■ Problem 1
Sum up the source passage below in two sentences.

[start Source passage]

The confusion may arise because Christians have often voiced some tentative respect for Stoicism, but they in fact have very different approaches to suffering.
When you have an axe to grind, any hard surface will do.
Your comment made me imagine a parody article where suddenly Christianity is really popular in SV and the author lambasts techies for their love of suffering, their cynical beliefs that all people are born sinners, their belief in an all-mighty-all-powerful lord to whom you must submit to be saved, etc etc. It'd be pretty funny.
> Christianity on the other hand is all about virtue in suffering, with Christ having the opportunity to avoid suffering on the cross, but refusing that opportunity
The purpose was virtuous, and consequently so was resisting the temptation to abandon it because of the suffering, but suffering in and of itself is not virtuous.

[end Source passage]

■ Problem 2
In the listing, give back only the lines between the one holding "Can you detect any dark" and the one holding "[131,182,157,201]", inclusive, substituting "wicker" for "woven" and keeping everything else the same.

[start Data provided]

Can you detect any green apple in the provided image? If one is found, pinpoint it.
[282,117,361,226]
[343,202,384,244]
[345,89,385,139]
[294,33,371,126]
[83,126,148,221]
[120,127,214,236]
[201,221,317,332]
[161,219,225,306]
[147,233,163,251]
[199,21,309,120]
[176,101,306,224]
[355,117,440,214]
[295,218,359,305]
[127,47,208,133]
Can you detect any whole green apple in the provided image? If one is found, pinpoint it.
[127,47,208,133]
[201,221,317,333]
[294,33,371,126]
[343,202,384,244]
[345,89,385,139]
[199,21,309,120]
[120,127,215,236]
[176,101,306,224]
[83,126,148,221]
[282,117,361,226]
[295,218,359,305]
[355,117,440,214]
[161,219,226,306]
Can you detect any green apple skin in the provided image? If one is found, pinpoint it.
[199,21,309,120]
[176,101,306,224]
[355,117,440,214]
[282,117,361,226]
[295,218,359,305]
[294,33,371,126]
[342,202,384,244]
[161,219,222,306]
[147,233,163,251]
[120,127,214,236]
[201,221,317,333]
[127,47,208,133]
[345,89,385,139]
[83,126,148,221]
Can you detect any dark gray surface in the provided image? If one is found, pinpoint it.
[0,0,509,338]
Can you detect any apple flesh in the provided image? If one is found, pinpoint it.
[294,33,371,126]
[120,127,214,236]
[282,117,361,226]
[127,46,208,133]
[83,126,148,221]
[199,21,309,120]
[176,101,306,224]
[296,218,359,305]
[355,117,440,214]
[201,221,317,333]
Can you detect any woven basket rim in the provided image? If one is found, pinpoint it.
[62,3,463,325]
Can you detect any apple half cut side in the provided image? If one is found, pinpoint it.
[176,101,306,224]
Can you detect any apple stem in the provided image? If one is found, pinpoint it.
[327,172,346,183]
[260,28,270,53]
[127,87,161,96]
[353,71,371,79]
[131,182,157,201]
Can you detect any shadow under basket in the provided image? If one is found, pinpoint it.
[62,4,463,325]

[end Data provided]

■ Reply 1
Christians have often shown some tentative respect for Stoicism, but the two take very different approaches to suffering. One comment imagines a parody article mocking techies for loving suffering and believing all people are born sinners, and another argues that resisting the temptation to abandon a virtuous purpose is virtuous but suffering in and of itself is not.

■ Reply 2
Can you detect any dark gray surface in the provided image? If one is found, pinpoint it.
[0,0,509,338]
Can you detect any apple flesh in the provided image? If one is found, pinpoint it.
[294,33,371,126]
[120,127,214,236]
[282,117,361,226]
[127,46,208,133]
[83,126,148,221]
[199,21,309,120]
[176,101,306,224]
[296,218,359,305]
[355,117,440,214]
[201,221,317,333]
Can you detect any wicker basket rim in the provided image? If one is found, pinpoint it.
[62,3,463,325]
Can you detect any apple half cut side in the provided image? If one is found, pinpoint it.
[176,101,306,224]
Can you detect any apple stem in the provided image? If one is found, pinpoint it.
[327,172,346,183]
[260,28,270,53]
[127,87,161,96]
[353,71,371,79]
[131,182,157,201]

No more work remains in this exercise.